§ KUTIPAN TEKS

= = = =

Ketersediaan sarana prasarana
minimum harus merata, begitu juga keadilan pembiayaan, serta pengelolaan.
Proses belajar mengajar terstandar dan termonitor. Oleh karena itu, harus
dipastikan guru mampu menyelenggarakan proses belajar mengajar. Mulai dari
merancang sampai melakukan penilaian. Jika ke delapan standar sudah merata,
mungkin ujian nasional dapat menjadi alat ukur kualitas sekolah bahkan
pendidikan Indonesia.

= = = =

§ CUPLIKAN DATA
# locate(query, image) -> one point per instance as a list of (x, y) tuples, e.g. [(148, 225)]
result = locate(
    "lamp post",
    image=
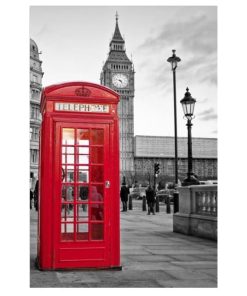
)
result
[(174, 63), (188, 104)]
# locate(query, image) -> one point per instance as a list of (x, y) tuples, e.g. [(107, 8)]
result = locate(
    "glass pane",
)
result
[(97, 212), (68, 136), (83, 150), (67, 193), (97, 155), (97, 231), (83, 137), (83, 175), (82, 231), (82, 193), (97, 136), (97, 193), (83, 159), (70, 174), (97, 174), (67, 231), (82, 213), (67, 213), (68, 150)]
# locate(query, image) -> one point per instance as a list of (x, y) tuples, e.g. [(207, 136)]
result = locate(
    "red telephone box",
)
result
[(79, 178)]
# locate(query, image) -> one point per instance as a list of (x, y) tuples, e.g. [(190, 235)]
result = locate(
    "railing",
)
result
[(206, 202), (197, 211)]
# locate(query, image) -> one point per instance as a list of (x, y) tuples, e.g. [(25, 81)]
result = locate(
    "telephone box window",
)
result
[(83, 150), (67, 231), (67, 213), (97, 174), (82, 193), (83, 137), (97, 192), (81, 213), (83, 174), (97, 136), (82, 231), (67, 193), (83, 159), (97, 231), (97, 212), (68, 136), (97, 155), (68, 173)]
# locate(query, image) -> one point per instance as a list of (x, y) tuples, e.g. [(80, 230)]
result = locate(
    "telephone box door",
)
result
[(82, 206)]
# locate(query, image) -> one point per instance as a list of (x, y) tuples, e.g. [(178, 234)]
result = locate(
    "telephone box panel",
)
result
[(79, 178)]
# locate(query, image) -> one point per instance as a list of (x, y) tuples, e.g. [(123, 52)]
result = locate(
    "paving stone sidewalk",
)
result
[(151, 256)]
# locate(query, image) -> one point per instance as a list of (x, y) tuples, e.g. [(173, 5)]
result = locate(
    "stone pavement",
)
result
[(151, 256)]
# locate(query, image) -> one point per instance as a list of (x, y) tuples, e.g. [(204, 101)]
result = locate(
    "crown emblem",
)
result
[(82, 92)]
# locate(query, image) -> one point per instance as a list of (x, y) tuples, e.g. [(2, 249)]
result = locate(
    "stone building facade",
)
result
[(36, 75), (151, 149), (118, 74)]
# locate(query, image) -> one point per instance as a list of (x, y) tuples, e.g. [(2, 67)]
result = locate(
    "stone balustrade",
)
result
[(197, 211)]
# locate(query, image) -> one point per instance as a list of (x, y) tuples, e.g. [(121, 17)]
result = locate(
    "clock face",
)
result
[(120, 80)]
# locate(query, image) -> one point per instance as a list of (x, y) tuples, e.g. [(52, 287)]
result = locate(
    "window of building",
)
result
[(35, 78), (35, 112)]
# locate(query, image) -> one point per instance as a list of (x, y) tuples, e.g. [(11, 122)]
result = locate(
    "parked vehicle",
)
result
[(138, 192), (164, 194)]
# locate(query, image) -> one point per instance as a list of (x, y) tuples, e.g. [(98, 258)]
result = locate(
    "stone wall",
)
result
[(205, 169), (197, 211)]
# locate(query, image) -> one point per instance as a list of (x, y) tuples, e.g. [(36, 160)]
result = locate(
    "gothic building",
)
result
[(118, 74), (36, 75)]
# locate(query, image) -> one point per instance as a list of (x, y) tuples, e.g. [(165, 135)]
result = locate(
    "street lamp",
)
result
[(174, 63), (188, 104)]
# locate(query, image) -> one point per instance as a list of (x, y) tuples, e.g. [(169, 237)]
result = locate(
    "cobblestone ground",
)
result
[(151, 256)]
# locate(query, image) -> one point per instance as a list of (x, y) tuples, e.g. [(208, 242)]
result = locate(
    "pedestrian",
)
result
[(36, 195), (31, 199), (150, 196), (124, 193)]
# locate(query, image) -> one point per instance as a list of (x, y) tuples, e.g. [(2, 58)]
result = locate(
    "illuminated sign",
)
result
[(76, 107)]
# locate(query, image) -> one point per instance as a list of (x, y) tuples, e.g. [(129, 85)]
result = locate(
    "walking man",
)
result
[(124, 193)]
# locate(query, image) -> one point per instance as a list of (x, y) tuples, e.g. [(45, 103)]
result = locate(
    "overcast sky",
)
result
[(74, 41)]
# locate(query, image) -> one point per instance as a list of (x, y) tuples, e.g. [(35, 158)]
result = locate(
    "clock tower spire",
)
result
[(118, 74)]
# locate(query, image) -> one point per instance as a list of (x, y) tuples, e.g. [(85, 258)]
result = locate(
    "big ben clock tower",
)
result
[(118, 74)]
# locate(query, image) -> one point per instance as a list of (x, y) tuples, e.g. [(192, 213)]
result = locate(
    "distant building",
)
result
[(118, 74), (36, 75), (151, 149)]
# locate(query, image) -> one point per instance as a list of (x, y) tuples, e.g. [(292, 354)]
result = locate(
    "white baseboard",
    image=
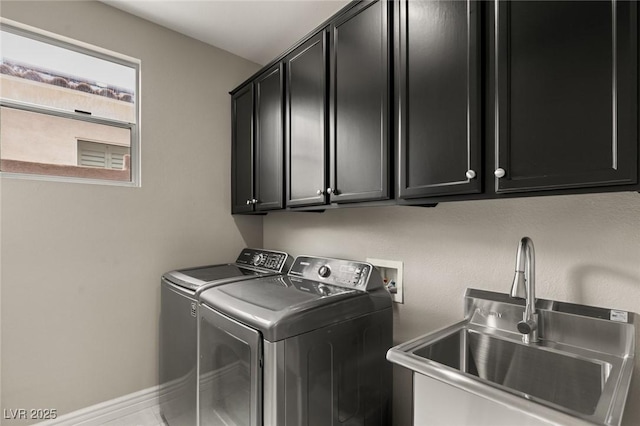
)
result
[(110, 410)]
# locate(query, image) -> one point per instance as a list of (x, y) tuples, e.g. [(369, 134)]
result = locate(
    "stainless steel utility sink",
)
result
[(580, 370), (543, 374)]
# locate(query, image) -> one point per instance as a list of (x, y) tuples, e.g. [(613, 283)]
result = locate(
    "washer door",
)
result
[(229, 371)]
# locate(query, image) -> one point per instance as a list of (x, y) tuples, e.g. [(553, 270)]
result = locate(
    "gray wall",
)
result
[(587, 251), (81, 264)]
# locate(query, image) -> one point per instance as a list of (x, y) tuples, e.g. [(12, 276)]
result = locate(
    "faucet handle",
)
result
[(526, 327)]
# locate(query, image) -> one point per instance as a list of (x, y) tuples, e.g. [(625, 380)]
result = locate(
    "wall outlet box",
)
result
[(391, 272)]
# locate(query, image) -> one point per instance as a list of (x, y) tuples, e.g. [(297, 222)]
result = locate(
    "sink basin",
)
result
[(542, 374), (579, 372)]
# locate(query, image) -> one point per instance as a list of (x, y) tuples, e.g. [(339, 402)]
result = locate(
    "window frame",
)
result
[(100, 53)]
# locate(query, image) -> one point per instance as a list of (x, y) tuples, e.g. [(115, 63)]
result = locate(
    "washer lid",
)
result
[(194, 278), (281, 307), (251, 263)]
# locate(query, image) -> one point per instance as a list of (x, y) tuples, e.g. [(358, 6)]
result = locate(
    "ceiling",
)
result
[(257, 30)]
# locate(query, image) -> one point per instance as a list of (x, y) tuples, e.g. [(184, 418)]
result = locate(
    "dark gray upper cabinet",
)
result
[(269, 140), (565, 94), (257, 144), (306, 123), (242, 150), (359, 124), (438, 84)]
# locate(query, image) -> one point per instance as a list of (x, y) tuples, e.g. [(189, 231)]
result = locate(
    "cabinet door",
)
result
[(359, 104), (242, 150), (565, 93), (306, 123), (438, 110), (269, 140)]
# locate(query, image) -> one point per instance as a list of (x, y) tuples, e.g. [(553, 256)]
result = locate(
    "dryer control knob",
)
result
[(324, 290), (258, 259), (324, 271)]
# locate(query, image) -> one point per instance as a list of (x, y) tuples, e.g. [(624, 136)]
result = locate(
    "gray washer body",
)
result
[(178, 325)]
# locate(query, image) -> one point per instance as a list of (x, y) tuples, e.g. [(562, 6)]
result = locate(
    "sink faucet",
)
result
[(524, 287)]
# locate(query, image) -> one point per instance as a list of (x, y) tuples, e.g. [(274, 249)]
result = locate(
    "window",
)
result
[(68, 111), (102, 155)]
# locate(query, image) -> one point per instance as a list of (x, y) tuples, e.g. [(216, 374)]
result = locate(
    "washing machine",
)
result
[(178, 325), (306, 348)]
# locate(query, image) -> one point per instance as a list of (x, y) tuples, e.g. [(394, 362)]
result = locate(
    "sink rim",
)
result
[(538, 407), (605, 362)]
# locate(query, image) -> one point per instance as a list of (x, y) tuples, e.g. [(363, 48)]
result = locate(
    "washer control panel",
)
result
[(337, 272), (264, 259)]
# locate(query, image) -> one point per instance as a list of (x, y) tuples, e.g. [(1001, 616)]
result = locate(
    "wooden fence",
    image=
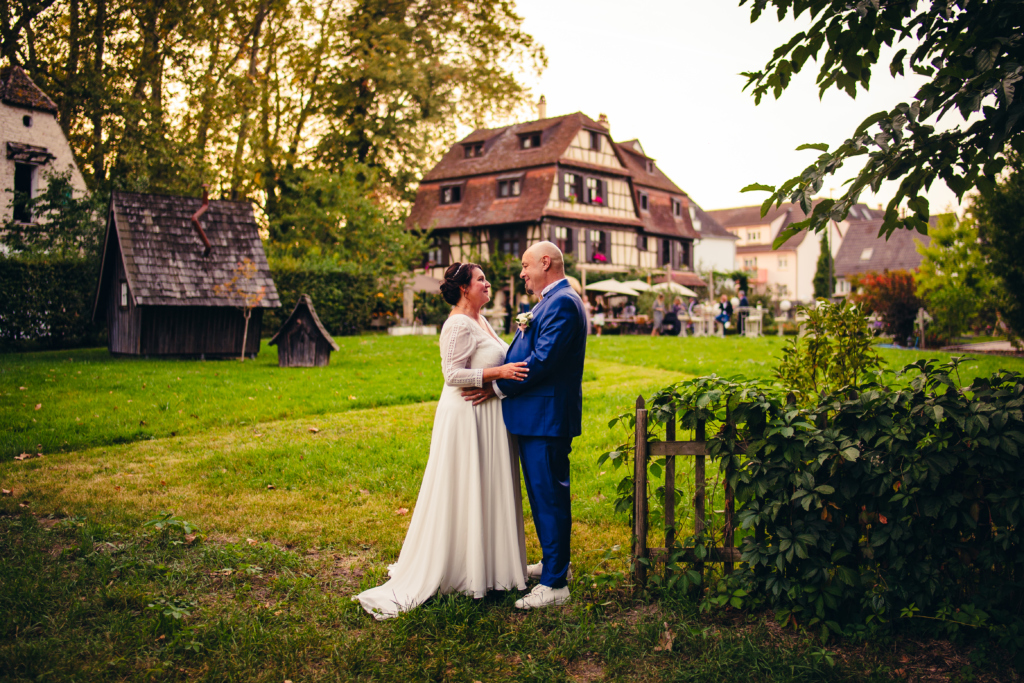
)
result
[(671, 449)]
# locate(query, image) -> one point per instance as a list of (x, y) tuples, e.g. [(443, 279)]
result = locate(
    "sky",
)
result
[(667, 72)]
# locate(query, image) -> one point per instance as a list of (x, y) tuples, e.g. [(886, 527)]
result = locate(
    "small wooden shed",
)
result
[(302, 341), (165, 262)]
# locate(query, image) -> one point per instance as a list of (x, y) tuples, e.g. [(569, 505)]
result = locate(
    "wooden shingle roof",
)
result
[(19, 90), (305, 304), (163, 255)]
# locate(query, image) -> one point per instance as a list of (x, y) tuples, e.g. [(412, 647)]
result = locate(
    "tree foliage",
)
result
[(824, 279), (1000, 226), (266, 98), (953, 278), (893, 296), (972, 53)]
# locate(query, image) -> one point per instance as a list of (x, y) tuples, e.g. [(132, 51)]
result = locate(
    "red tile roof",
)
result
[(18, 90), (636, 162), (501, 147), (503, 157)]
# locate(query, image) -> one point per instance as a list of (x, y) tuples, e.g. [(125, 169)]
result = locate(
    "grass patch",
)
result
[(87, 601), (298, 520)]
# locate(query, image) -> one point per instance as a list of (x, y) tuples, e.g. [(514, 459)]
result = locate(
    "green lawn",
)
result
[(295, 476)]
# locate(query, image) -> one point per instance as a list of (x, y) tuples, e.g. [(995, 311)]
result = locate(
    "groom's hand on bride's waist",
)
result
[(478, 395)]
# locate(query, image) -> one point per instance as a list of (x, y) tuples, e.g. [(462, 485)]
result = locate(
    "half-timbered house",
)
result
[(608, 205)]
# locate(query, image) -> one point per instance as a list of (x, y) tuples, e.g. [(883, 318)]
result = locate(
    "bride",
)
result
[(466, 534)]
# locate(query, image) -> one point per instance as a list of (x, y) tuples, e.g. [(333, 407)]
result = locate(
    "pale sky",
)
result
[(667, 72)]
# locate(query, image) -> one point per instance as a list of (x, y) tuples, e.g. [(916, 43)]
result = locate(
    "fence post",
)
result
[(640, 495), (728, 542), (698, 493), (670, 486)]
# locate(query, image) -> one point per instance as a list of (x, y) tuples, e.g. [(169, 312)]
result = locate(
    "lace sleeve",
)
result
[(458, 345)]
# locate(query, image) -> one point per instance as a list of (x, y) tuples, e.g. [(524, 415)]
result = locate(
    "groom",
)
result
[(545, 412)]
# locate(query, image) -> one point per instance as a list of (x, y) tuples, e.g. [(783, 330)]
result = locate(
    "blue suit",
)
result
[(545, 412)]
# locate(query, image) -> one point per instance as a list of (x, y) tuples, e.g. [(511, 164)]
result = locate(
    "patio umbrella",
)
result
[(612, 287), (638, 285), (674, 288)]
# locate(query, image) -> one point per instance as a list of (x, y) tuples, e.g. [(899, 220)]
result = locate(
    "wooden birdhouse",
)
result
[(302, 341)]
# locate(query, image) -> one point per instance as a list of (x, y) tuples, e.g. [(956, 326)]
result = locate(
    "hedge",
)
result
[(901, 502), (47, 303), (343, 298)]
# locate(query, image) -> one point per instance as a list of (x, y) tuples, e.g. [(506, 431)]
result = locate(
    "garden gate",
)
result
[(671, 449)]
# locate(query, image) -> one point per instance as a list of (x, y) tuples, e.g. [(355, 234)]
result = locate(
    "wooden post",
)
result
[(727, 539), (640, 496), (698, 493), (670, 487)]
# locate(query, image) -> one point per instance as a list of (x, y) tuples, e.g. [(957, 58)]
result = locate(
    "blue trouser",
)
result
[(546, 470)]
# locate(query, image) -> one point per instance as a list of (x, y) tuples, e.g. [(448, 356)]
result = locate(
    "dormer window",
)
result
[(509, 187), (451, 194), (529, 140)]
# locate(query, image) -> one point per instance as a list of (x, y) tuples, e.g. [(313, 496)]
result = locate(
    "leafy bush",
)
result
[(835, 352), (899, 501), (894, 297), (954, 278), (343, 295), (46, 302)]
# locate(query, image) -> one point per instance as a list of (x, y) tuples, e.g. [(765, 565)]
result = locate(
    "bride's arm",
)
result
[(510, 371), (458, 345)]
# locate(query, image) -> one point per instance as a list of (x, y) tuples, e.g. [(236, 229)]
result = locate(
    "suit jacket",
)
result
[(549, 402)]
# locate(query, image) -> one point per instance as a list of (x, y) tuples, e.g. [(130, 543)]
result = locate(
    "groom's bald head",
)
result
[(542, 265)]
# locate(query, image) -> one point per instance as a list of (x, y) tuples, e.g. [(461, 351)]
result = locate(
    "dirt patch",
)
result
[(585, 671)]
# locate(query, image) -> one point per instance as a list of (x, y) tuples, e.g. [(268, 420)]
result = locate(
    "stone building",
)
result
[(33, 141), (790, 269), (606, 204)]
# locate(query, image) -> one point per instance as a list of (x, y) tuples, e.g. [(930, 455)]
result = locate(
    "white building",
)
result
[(715, 248), (32, 139)]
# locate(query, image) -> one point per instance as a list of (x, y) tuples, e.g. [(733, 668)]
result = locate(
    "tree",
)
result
[(953, 279), (1000, 227), (823, 289), (972, 52), (893, 296)]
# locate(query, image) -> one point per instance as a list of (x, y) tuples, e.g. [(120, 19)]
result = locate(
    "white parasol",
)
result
[(674, 288), (612, 287)]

= = = =

§ KETENTUAN LATIHAN
**A.** Terjemahkan kalimat "Proses belajar mengajar terstandar dan termonitor." dari kutipan teks tentang standar pendidikan ke dalam bahasa Inggris.
**B.** Jawab pertanyaan berikut berdasarkan kutipan teks tentang standar pendidikan.
(i) Apa yang disebut pertama kali sebagai hal minimum yang harus merata?
(ii) Kemampuan guru dalam proses belajar mengajar harus dipastikan mulai dari apa sampai apa?
(iii) Jika kedelapan standar sudah merata, ujian nasional mungkin dapat menjadi apa?
**C.** Sebutkan semua kata berbeda dalam kutipan teks tentang standar pendidikan yang diawali huruf "me", masing-masing satu kali, sesuai urutan kemunculannya.

§ JAWABAN TIAP TUGAS
**A.** The teaching and learning process is standardized and monitored.

**B.**
(i) Ketersediaan sarana prasarana.
(ii) Mulai dari merancang sampai melakukan penilaian.
(iii) Alat ukur kualitas sekolah, bahkan pendidikan Indonesia.

**C.** merata, mengajar, menyelenggarakan, merancang, melakukan, menjadi